It’s a story I’ve told a hundred times, maybe more. I was young and broke, with an unpaid emergency room bill hanging over my head. The hospital had just called, threatening to send the charges to a collection agency. I was sitting on the floor, in tears, begging God for an answer, when the phone rang again. It was a friend and co-worker, calling to finalize plans for a girls’ night out.
“What’s wrong?” she asked, hearing the shake in my voice and the too-loud sniff.
I told her.
“How much do you owe?” I told her.
“Oh, I’ve got that. I’ll give it to you, and you can just pay me back.” God answered my prayer in an instant of grace.
But, in truth, in order to answer that prayer, God had to have set in motion a whole series of events leading up to that instant. God led me to the job where I met the woman. God threw us together as we became friends. God heard our early conversations about a girls’ night out. God sent her to the telephone to finalize those plans at just the moment when I was miles away, sitting on the floor of my apartment in tears. God was busy answering a prayer I didn’t know I’d ever pray before I even prayed it.
Jesus speaks very clearly, “…(Y)our Father knows what you need before you ask him” (Matthew 6:8). He knows our needs before we ask Him. More than that, in many cases, if not all cases, he’s already begun answering them.
That’s how God works. He doesn’t act in the time–hours and minutes, one after the other–the way we do. In our world, in our time, an answer follows a request. God doesn’t play by those rules. God reigns outside time, seeing all our befores, durings, and afters, and working for our good in all of them.
So, why “pray without ceasing” (1 Thessalonians 5:17)? Why bother kneeling if our “heavenly Father knows that you need all these things” (Matthew 6:32)? Those are big questions with bigger answers than I have fully worked out.
But I do know this: God desires our prayers. He wants to know that we know to trust him. And as we grow closer to God, so do our prayers mold more and more to God’s will for our lives.
When we consider, right now, that God is already at work, laying the groundwork in answer to prayers we may not pray until next week, next month, or next year, how can we not find ourselves in awe? How can we not want honor and love such a God? How could we not give thanks in advance?
His eye really is on the sparrow, friends, and we know he watches over us.

» **PROVIDED DATA**:
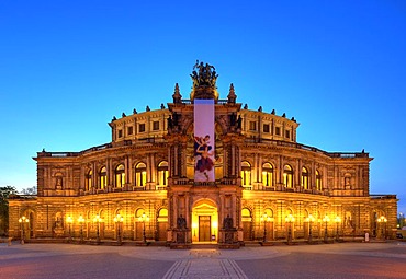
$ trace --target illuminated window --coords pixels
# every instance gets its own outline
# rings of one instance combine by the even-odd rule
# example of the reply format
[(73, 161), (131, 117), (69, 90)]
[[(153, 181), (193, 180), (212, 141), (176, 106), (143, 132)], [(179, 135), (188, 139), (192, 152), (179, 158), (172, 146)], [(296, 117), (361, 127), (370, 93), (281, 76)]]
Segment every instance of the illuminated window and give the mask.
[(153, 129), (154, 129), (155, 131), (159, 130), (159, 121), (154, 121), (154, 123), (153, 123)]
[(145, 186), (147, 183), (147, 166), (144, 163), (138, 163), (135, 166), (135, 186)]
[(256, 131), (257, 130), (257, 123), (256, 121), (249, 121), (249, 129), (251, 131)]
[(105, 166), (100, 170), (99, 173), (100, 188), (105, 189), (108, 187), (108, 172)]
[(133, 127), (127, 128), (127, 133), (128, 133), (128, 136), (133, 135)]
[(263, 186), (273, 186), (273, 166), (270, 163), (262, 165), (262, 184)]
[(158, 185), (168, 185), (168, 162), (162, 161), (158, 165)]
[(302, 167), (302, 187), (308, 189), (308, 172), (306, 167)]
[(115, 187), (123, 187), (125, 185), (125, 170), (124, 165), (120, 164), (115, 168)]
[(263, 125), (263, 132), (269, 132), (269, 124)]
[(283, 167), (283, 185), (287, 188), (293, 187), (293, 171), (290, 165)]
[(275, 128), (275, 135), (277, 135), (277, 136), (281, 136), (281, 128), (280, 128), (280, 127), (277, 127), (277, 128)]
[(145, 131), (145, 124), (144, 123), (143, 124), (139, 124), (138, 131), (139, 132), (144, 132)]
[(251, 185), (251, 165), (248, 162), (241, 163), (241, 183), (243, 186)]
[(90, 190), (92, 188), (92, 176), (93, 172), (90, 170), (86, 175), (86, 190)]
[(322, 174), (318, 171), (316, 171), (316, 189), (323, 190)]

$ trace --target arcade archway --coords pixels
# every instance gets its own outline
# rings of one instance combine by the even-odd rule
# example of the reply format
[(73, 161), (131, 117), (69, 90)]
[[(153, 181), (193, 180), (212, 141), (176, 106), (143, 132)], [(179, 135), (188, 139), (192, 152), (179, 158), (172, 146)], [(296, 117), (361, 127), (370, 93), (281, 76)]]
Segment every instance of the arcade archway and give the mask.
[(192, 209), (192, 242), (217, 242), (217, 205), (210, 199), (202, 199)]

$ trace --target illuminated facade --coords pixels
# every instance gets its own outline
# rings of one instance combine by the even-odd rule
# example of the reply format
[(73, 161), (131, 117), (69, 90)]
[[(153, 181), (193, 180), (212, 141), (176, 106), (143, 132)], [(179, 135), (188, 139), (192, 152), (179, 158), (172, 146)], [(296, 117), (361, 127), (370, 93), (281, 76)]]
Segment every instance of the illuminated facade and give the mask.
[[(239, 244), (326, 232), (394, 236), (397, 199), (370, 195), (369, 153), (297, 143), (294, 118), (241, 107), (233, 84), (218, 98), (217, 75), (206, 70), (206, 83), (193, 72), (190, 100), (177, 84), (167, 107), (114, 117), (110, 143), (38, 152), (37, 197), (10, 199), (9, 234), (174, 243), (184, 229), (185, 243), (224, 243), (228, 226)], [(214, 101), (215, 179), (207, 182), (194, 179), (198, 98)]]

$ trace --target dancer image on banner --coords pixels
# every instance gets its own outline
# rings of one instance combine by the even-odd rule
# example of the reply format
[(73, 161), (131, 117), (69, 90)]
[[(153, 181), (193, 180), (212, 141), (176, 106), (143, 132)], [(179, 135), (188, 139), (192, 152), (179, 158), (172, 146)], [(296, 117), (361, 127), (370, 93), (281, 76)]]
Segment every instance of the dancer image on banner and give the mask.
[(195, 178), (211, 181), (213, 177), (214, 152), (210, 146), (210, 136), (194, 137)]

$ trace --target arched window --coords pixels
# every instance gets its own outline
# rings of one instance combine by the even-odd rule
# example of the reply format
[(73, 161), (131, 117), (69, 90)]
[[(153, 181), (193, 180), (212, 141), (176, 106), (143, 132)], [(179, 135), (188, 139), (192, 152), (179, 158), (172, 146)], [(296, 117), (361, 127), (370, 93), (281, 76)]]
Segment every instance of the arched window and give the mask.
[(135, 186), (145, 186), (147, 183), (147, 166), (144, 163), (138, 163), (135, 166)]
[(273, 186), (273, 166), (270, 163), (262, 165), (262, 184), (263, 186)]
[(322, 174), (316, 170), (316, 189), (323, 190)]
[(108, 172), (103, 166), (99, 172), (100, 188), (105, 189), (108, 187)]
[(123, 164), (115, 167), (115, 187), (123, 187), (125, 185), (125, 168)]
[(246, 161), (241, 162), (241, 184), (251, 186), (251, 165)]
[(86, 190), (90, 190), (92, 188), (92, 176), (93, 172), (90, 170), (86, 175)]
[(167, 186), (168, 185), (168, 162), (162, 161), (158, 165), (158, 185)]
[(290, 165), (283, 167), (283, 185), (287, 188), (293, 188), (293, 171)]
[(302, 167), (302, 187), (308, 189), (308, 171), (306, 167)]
...
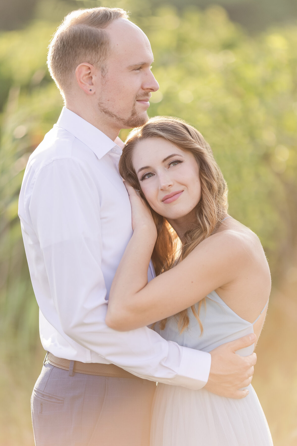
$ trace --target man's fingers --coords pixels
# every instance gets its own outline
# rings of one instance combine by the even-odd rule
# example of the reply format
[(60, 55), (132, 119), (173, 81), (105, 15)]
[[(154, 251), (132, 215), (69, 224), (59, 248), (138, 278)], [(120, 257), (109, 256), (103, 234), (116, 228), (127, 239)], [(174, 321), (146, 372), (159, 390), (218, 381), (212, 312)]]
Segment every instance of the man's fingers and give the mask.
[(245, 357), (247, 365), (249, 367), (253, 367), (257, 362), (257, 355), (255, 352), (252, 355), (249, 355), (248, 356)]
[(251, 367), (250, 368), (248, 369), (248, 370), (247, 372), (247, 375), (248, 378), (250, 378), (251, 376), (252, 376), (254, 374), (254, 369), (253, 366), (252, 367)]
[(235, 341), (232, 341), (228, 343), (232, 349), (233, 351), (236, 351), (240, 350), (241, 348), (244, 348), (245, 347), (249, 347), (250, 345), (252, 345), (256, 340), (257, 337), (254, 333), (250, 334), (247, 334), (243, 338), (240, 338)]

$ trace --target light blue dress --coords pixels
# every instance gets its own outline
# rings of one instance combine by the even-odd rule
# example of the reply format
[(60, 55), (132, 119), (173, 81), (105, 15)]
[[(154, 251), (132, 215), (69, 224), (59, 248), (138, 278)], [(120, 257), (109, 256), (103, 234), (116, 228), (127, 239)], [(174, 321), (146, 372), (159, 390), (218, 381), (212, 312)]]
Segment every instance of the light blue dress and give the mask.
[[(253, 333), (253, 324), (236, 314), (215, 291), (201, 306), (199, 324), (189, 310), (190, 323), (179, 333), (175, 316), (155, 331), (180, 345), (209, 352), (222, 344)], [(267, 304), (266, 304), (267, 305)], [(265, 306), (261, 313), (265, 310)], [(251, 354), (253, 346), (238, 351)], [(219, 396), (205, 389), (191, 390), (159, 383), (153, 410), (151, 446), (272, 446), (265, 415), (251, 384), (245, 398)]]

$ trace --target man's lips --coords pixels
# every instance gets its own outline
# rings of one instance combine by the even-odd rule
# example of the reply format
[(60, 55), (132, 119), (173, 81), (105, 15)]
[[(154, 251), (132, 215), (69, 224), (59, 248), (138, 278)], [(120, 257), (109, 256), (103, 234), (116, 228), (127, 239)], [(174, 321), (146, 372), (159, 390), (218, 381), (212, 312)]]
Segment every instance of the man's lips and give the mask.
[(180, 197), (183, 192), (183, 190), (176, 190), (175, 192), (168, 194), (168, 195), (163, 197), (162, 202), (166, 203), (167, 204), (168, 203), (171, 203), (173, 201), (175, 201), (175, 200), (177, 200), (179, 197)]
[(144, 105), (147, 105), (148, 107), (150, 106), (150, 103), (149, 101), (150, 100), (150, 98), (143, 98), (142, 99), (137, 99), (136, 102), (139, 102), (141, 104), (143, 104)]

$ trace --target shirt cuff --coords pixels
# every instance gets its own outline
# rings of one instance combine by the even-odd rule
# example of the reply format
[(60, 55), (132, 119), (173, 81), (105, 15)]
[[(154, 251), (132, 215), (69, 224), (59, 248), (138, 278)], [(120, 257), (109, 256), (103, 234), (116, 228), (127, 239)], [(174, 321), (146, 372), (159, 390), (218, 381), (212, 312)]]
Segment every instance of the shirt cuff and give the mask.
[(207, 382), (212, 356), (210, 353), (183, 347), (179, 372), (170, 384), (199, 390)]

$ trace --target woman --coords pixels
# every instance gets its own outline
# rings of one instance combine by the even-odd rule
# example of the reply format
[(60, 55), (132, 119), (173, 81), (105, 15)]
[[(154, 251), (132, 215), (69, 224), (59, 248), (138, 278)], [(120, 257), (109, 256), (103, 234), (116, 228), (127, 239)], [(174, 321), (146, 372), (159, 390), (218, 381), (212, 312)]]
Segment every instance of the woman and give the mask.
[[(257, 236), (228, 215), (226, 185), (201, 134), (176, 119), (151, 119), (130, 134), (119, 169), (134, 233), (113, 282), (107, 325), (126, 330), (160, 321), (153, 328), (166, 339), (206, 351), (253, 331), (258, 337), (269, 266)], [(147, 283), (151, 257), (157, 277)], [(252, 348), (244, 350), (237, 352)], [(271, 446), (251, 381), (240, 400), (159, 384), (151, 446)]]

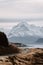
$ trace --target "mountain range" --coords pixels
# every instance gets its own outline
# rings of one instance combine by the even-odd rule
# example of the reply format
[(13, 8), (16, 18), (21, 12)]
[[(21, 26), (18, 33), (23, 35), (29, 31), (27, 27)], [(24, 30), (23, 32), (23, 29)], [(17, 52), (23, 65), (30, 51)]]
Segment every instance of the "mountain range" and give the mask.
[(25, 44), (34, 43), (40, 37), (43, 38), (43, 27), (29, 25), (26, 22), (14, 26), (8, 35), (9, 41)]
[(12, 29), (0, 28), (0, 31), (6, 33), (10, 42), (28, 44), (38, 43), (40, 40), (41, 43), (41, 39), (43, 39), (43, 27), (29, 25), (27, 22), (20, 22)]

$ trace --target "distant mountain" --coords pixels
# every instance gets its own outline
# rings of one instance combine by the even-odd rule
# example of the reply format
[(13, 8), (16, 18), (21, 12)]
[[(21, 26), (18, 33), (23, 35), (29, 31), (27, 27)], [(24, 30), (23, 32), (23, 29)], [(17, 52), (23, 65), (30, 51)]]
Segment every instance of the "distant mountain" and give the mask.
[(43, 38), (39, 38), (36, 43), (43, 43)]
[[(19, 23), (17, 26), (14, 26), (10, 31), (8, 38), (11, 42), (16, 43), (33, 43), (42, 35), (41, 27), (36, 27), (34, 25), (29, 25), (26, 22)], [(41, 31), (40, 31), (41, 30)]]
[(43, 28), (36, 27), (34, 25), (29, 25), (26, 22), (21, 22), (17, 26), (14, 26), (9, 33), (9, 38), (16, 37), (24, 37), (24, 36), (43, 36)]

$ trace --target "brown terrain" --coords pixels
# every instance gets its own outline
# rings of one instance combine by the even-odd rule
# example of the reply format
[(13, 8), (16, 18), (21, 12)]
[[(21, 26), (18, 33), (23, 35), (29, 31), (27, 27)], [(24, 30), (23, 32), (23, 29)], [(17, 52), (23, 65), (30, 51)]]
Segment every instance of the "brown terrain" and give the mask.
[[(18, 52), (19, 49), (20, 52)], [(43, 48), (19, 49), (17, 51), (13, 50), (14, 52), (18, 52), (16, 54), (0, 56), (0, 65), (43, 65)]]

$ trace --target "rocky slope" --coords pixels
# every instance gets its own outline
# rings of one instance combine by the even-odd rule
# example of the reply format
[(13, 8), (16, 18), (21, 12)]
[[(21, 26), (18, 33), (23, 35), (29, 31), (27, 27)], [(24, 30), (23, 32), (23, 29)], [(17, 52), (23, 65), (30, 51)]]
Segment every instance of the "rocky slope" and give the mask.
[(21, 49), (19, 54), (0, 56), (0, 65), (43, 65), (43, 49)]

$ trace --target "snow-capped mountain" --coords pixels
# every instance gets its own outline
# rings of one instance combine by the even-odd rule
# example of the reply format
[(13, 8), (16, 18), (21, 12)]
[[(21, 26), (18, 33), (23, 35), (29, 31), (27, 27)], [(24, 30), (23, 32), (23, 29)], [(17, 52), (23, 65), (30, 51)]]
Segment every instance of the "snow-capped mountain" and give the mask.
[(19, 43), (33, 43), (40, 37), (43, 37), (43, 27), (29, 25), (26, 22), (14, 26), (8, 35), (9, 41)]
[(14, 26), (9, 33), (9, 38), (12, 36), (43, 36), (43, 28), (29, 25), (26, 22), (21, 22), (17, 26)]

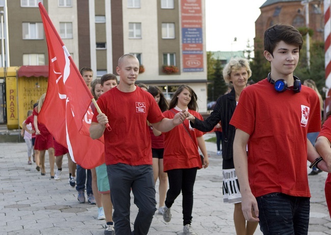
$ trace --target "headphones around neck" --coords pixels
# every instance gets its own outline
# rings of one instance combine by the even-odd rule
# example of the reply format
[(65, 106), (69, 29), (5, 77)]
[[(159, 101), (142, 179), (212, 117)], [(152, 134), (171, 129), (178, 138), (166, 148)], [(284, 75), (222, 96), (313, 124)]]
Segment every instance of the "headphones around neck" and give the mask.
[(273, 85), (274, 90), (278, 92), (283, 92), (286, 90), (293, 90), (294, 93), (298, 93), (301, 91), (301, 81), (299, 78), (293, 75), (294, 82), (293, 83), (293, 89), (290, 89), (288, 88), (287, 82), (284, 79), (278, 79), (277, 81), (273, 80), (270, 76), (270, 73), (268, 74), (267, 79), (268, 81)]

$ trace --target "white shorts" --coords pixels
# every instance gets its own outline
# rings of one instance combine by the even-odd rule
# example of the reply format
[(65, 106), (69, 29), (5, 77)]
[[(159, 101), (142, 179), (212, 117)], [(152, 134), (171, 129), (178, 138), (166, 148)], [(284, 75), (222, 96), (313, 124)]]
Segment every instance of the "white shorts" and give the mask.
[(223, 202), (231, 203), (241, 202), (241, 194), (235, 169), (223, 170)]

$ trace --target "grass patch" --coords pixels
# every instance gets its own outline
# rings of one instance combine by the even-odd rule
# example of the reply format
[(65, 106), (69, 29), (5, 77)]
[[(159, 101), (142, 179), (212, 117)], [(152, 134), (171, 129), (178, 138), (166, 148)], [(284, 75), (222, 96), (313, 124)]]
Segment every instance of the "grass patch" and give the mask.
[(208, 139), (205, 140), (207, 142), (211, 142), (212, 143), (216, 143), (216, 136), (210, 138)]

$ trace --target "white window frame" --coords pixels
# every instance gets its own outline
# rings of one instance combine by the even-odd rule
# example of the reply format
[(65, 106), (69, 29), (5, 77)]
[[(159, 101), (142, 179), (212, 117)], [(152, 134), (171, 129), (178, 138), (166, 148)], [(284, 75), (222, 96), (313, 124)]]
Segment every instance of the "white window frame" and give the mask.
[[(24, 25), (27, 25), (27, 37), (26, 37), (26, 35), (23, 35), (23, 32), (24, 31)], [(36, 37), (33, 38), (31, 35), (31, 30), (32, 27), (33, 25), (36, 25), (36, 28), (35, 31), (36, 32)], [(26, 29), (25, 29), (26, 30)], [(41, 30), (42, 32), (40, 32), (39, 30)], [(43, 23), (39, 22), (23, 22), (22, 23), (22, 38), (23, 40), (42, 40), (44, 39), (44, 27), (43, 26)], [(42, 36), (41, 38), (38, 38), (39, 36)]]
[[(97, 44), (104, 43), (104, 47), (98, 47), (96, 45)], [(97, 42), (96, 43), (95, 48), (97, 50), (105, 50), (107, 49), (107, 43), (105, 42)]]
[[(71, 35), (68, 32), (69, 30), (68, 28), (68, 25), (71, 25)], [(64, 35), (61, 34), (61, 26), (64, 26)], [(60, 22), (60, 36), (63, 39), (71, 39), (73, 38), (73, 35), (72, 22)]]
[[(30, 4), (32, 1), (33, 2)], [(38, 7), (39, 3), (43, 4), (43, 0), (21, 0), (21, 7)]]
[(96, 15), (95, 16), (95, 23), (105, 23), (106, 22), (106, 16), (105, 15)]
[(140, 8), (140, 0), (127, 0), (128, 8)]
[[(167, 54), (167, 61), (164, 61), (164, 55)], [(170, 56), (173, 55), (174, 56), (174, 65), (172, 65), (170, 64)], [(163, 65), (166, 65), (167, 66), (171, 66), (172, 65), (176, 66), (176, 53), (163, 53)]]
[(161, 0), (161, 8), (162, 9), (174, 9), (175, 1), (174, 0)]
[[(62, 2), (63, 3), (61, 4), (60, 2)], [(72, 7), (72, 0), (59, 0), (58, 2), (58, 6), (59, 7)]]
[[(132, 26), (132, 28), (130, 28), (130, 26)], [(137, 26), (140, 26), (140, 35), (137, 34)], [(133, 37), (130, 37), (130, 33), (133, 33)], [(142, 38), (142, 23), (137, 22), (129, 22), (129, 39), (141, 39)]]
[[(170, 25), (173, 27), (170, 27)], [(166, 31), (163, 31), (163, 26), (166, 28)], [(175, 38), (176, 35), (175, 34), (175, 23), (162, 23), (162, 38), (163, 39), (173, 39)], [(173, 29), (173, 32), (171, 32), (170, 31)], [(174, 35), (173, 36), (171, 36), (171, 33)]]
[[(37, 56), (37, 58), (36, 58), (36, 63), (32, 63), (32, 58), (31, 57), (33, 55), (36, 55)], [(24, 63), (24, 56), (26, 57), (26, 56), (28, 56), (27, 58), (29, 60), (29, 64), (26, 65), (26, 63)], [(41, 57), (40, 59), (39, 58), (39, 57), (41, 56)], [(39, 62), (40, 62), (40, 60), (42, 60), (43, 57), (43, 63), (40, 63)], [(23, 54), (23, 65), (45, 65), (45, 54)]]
--
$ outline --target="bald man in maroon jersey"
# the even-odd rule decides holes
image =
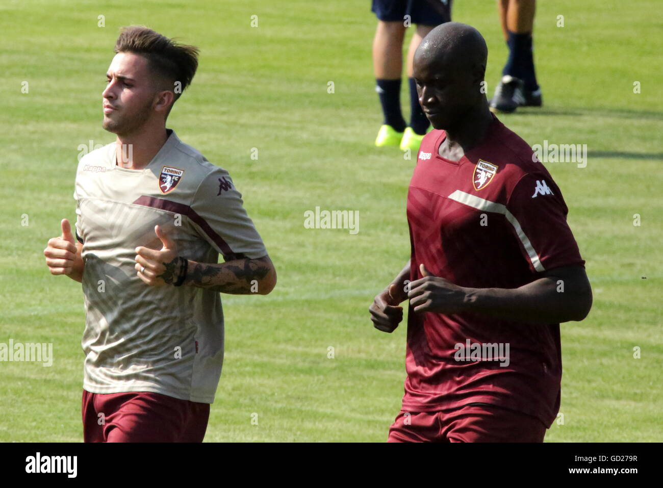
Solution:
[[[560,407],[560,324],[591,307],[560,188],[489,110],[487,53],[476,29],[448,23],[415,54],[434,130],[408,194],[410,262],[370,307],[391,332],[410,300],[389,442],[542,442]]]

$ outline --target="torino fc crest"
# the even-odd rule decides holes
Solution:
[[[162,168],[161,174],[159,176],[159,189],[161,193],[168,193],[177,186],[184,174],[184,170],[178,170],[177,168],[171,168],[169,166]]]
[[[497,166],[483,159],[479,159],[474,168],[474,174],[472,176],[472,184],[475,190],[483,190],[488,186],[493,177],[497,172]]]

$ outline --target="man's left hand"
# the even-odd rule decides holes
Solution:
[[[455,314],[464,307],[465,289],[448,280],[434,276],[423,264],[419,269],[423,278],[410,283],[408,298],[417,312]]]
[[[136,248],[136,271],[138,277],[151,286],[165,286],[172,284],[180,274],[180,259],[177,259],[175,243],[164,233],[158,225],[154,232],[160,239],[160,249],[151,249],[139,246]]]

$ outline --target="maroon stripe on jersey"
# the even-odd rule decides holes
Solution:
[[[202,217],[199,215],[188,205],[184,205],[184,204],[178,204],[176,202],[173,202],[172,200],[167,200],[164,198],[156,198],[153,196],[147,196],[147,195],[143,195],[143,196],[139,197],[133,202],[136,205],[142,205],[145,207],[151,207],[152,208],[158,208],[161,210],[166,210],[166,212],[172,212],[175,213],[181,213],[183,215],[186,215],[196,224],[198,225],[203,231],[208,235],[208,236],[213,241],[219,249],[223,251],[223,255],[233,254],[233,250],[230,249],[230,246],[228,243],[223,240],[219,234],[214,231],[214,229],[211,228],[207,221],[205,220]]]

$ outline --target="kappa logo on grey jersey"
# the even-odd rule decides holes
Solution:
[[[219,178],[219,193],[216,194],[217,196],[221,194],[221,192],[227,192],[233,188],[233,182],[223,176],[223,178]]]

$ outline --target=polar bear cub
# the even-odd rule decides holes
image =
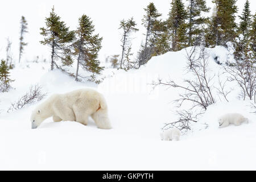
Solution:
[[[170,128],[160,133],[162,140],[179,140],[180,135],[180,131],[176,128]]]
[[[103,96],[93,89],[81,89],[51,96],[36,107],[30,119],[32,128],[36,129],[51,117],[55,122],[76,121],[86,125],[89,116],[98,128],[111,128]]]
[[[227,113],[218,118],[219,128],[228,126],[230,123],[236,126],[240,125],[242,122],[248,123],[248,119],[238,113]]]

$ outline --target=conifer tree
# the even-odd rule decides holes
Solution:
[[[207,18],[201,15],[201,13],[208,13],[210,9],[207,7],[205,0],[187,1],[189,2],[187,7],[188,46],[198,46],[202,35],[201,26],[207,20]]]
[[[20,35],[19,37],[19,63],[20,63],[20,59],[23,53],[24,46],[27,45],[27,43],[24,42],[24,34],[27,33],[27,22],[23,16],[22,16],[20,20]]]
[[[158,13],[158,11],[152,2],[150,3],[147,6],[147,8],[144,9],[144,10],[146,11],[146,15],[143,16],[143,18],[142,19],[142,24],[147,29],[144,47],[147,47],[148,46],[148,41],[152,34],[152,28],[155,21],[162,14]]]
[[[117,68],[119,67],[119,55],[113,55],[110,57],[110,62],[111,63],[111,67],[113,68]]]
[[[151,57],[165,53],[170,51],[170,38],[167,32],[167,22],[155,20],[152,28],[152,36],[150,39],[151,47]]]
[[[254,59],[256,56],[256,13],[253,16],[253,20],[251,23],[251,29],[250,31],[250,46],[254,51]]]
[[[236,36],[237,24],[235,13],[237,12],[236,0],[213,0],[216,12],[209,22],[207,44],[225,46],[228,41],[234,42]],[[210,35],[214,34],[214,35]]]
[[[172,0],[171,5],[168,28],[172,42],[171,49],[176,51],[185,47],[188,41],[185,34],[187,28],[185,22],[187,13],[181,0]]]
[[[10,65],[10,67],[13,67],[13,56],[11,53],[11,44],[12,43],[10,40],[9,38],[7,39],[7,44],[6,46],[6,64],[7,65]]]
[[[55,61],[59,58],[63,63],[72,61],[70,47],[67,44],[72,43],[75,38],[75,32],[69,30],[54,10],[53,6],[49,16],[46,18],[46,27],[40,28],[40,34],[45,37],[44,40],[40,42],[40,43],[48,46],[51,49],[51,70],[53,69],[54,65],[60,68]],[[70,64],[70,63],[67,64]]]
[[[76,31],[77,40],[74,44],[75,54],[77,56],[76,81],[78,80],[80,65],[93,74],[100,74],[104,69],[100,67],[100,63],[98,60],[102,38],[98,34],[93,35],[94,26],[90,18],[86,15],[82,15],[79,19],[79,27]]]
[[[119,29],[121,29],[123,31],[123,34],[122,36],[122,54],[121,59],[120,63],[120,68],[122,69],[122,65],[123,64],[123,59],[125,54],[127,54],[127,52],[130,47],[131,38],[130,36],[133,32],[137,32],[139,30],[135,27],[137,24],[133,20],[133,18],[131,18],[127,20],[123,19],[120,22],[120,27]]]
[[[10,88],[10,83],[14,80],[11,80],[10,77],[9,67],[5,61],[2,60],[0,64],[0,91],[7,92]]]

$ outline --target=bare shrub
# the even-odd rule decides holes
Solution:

» **TASK BRIEF**:
Using the text about answered prayer, answer these:
1. What was the friend calling to finalize when the phone rang again?
2. Which Bible verse does the text cite for "pray without ceasing"?
3. According to the text, outside of what does God reign?

» **RESPONSE BELOW**:
1. Plans for a girls' night out.
2. 1 Thessalonians 5:17.
3. Time.